TEXTO DEL EJERCICIO —
····················
Quizá por torcer la mirada a los fenómenos sociopolíticos no hemos reparado en la hondura de la deshumanización a la cual los tiempos de la epidemia nos empujan como los roedores del ártico, a la emigración en oleadas de aparentes suicidios masivos.
La aparición del Coronavirus, nos ha despojado, como grupo social de muchos de los momentos importantes: la vida y la muerte. Estas dos historias pueden servir como ejemplo.
Una mujer a la cual llamaremos Matilde, llegó hace diez días a una maternidad. Esperaba el nacimiento de su segundo hijo. Una niña. El embarazo había sido normal, no había complicación alguna a la vista, pero en el invisible campo de un contagio asintomático, ella y su esposo estaban infectados con el virus del Covid 19.
La niña nació sin el virus, pero desde su llegada al mundo, ninguno de sus padres ha podido verla de cerca ni mucho menos tocarla. Cuidada por una nodriza (es un decir), la bebita estuvo confinada en un cunero donde diligentes enfermeras la alimentaron con fórmula de laboratorio, antes de permitirle otras atenciones en la casa de una de las abuelas, quien la recibió envuelta en paños clorados, cubre bocas y careta de plástico; guantes y bata.
Su condición de mamífera desapareció. La madre no pudo ofrecer lactancia. Y el padre ni siquiera la asiste. No la conoce. La pequeña maravilla no ha estado cerca. Les han llevado teléfonos con grabaciones del sueño y el llanto.
Su hija no existe, es una imagen en la pantalla de un “dispositivo”, como se les llama genéricamente a estos auxilios tecnológicos de la desesperante virtualidad del confinamiento.
En el otro extremo de la vida, la muerte, los deudos no pueden siquiera velar a sus difuntos.
La señora Elena llevó a su esposo al médico. Le dolía el estómago y tenía una severa descomposición intestinal (“..correncia o evacuación de tripas…”; le llama don Francisco de Quevedo). Recetado con inocuo remedio, el enfermo se dolió después de constipación respiratoria y tos de caverna. Dolores prolongados en el pecho y ratos de apnea o falta de respiración.
Ingresado en un hospital fue entubado y falleció a la semana de su internamiento. La terapia intensiva no resolvió su problema. Muerto, lo envolvieron después de la autopsia, en una especie de manta plástica de uso sanitario, lo guardaron en una cápsula sellada, lo llevaron a un crematorio de emergencia y la señora y sus hijos no volvieron a verlo nunca más.
Ni velorio, ni despedida, ni adiós postrero. Solamente una caja con las cenizas y astillas revueltas de quien sabe cuántos otros despojos, alzadas con pala del piso del crematorio atiborrado cuyas llamas no se procuran descanso, ni de día ni de noche.
La epidemia nos deja sin la felicidad de los vivos y nos priva de despedir a los muertos.
····················
DATOS EXTRAÍDOS —
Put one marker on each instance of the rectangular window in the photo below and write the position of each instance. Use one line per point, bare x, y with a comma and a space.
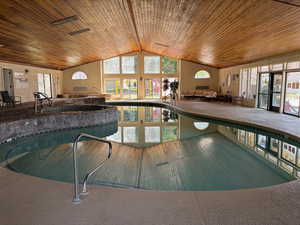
292, 95
243, 82
152, 114
250, 139
152, 134
264, 68
130, 134
151, 64
275, 145
111, 66
117, 137
289, 153
129, 64
262, 141
112, 86
167, 91
252, 83
130, 113
152, 88
169, 65
242, 136
277, 67
129, 90
293, 65
169, 116
45, 84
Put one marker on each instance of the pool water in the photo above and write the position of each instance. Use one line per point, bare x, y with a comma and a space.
155, 148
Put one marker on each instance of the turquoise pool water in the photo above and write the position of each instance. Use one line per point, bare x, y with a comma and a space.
156, 148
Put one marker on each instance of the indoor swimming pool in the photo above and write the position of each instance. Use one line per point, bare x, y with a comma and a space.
156, 148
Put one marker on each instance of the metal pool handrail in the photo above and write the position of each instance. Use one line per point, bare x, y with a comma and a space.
76, 199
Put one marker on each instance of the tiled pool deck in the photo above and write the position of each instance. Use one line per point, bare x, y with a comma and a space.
27, 200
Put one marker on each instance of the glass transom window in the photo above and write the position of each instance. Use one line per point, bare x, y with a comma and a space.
152, 64
202, 74
129, 64
79, 76
201, 125
111, 66
169, 65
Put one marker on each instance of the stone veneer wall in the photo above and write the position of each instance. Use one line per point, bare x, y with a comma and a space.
78, 116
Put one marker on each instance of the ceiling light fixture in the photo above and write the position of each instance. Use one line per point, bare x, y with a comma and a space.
79, 31
287, 3
65, 20
163, 45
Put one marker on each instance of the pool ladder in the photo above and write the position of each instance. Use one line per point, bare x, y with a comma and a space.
84, 191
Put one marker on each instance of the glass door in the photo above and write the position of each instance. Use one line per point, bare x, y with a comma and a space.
275, 90
129, 89
45, 84
292, 93
269, 94
264, 91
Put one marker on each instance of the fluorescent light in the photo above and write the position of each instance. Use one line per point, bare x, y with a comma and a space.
79, 31
65, 20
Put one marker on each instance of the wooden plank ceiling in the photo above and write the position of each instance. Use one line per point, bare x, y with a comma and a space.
219, 33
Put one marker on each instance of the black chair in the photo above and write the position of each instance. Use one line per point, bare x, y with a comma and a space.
9, 100
42, 98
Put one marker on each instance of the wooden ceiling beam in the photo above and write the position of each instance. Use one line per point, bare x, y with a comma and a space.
219, 33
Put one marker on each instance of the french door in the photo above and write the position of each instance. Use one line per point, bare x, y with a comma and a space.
45, 84
269, 93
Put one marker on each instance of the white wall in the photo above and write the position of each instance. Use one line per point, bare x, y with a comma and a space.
27, 93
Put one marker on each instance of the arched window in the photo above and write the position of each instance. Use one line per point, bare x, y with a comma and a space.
202, 74
79, 76
201, 125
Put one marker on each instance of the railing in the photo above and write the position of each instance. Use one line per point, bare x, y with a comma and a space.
84, 191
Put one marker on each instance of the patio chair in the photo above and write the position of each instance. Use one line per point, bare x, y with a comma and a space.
41, 99
10, 100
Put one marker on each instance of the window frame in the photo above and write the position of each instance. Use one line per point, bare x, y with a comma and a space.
81, 73
202, 78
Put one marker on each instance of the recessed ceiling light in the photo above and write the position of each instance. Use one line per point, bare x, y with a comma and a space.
162, 45
65, 20
79, 31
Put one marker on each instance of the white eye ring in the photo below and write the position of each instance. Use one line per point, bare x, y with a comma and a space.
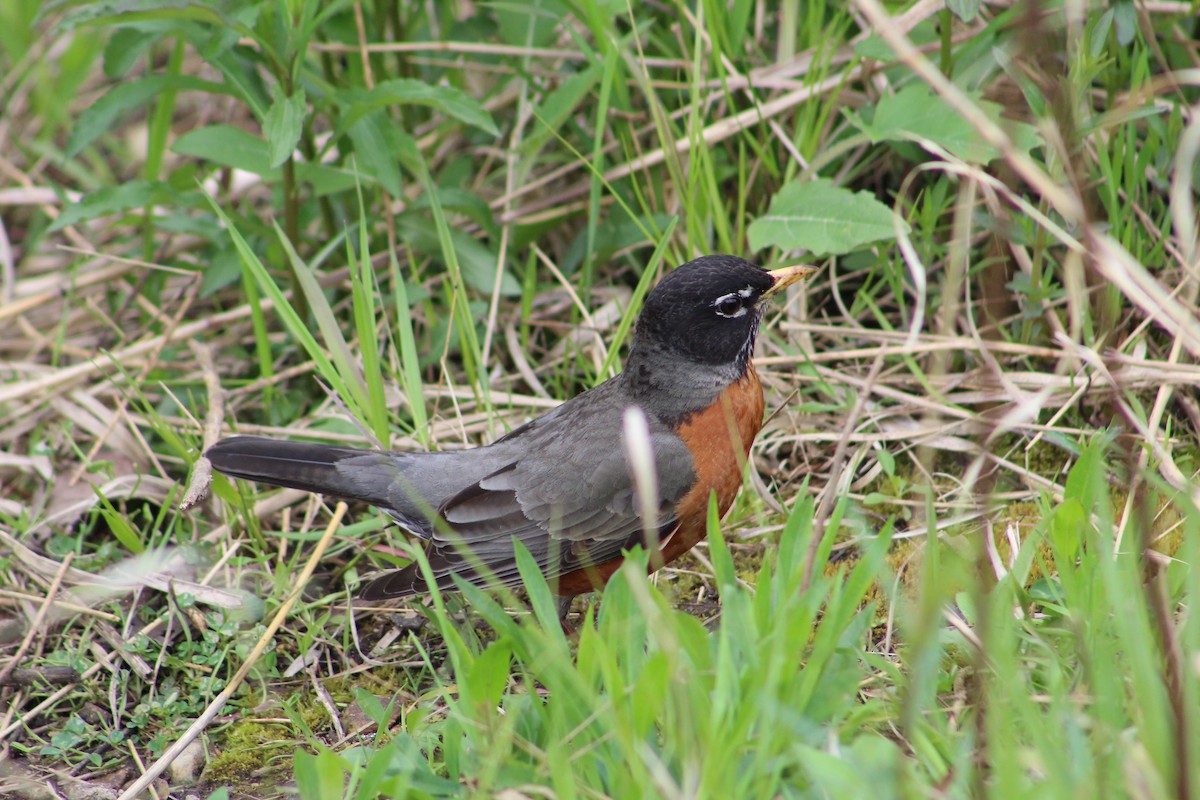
732, 305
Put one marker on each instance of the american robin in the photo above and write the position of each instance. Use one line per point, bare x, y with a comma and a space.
563, 485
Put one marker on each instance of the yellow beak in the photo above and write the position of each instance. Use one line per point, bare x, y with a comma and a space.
786, 276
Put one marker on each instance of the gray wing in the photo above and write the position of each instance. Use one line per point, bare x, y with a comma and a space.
570, 504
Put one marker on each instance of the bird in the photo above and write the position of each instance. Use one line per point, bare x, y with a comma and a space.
564, 483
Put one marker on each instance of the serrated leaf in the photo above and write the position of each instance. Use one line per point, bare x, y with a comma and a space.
402, 91
125, 47
823, 218
916, 114
226, 145
283, 124
118, 199
100, 116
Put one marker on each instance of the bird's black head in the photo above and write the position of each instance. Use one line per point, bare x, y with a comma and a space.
708, 310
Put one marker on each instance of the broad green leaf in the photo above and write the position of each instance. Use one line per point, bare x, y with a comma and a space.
403, 91
822, 218
559, 104
283, 124
373, 151
529, 23
916, 114
118, 199
965, 10
228, 146
100, 116
125, 47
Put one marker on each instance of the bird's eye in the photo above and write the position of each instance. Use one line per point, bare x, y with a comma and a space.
731, 305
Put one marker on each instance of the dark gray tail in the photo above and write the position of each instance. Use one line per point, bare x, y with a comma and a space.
341, 471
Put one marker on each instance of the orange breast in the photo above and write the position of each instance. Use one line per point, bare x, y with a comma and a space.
719, 439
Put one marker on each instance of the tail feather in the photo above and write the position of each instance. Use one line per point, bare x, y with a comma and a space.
299, 465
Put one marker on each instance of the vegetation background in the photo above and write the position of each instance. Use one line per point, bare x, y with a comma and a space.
965, 560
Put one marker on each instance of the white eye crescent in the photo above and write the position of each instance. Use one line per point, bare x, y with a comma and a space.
731, 306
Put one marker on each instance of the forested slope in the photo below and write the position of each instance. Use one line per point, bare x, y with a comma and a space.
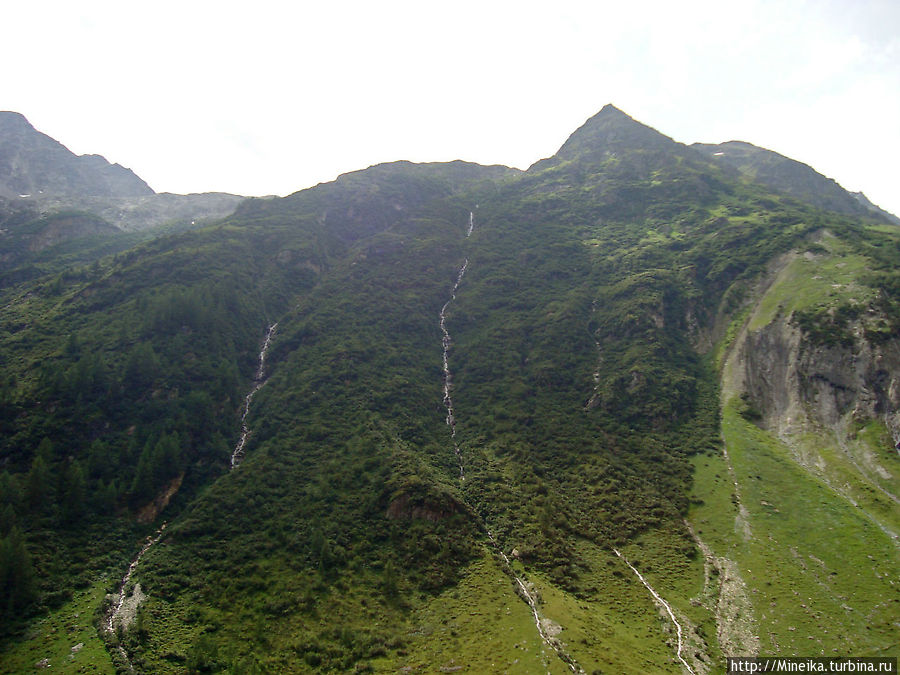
····················
CONSIGNA 1 —
Según el texto sobre la epidemia, ¿con qué alimentaron las enfermeras a la niña mientras estuvo en el cunero?
CONSIGNA 2 —
Enumera todos los objetos de protección que aparecen cuando la abuela recibe a la niña en el texto sobre la epidemia.
CONSIGNA 3 —
Prolonga el texto sobre la epidemia a partir de su última oración.
Los registros proceden de otra fuente.

RESULTADO 1 —
Con fórmula de laboratorio.

RESULTADO 2 —
Paños clorados, cubre bocas, careta de plástico, guantes y bata.

RESULTADO 3 —
Y todo esto no tiene fecha de conclusión, al contrario. No se necesita ser “epidemiólogo”; ni experto en salud pública, pues ya sabemos cuánta farsa hay en esos campos en cuyos momentos de dorada oratoria se nos anuncian pico y más picos, y disminución de tendencias en la complicadísima estrategia de combinar actuarios matemáticos con doctores protagónicos.
Desde hace más de seis semanas se nos anuncian los peores momentos y esos llegan cada semana desde hace seis semanas. También los relojes descompuestos marcan dos veces al día la hora precisa.
El encierro va a durar quien sabe cuanto tiempo, porque así sea con la laxitud de algunas licencias para caminar por un parque o realizar algunas actividades “prioritarias” (para la pandemia vivir no es actividad prioritaria), la capacidad de socializar se ha perdido precisamente en la sociedad.
La nueva realidad, a la cual algunos llaman nueva normalidad, lo será cuando nos hayamos acostumbrado a ella, cuando las futuras generaciones vean una pantalla y confundan su plana luminosidad con la luz verdadera de la vida.
Encerrados en la trampa tecnológica, simultánea a la primitiva vulnerabilidad ante el virus, frente a cuya agresividad reaccionamos como espantados habitantes del medioevo, veremos (o verán quienes tengan tiempo), una nueva forma de vida: la vida sin la vida.
Las imágenes virtuales en lugar de los tactos esenciales. No oiremos la voz humana, escucharemos su transmisión por los dispositivos. No veremos ojos de afecto o de comprensión; sólo fotografías, videos, grabaciones, virtualidad por todas partes.
Pero algo bueno tiene el encierro: no vemos en acción directa a los vándalos clasistas y racistas (mata a un blanco rico, dicen), con cuya furia la IV-T cogobierna la ciudad de México.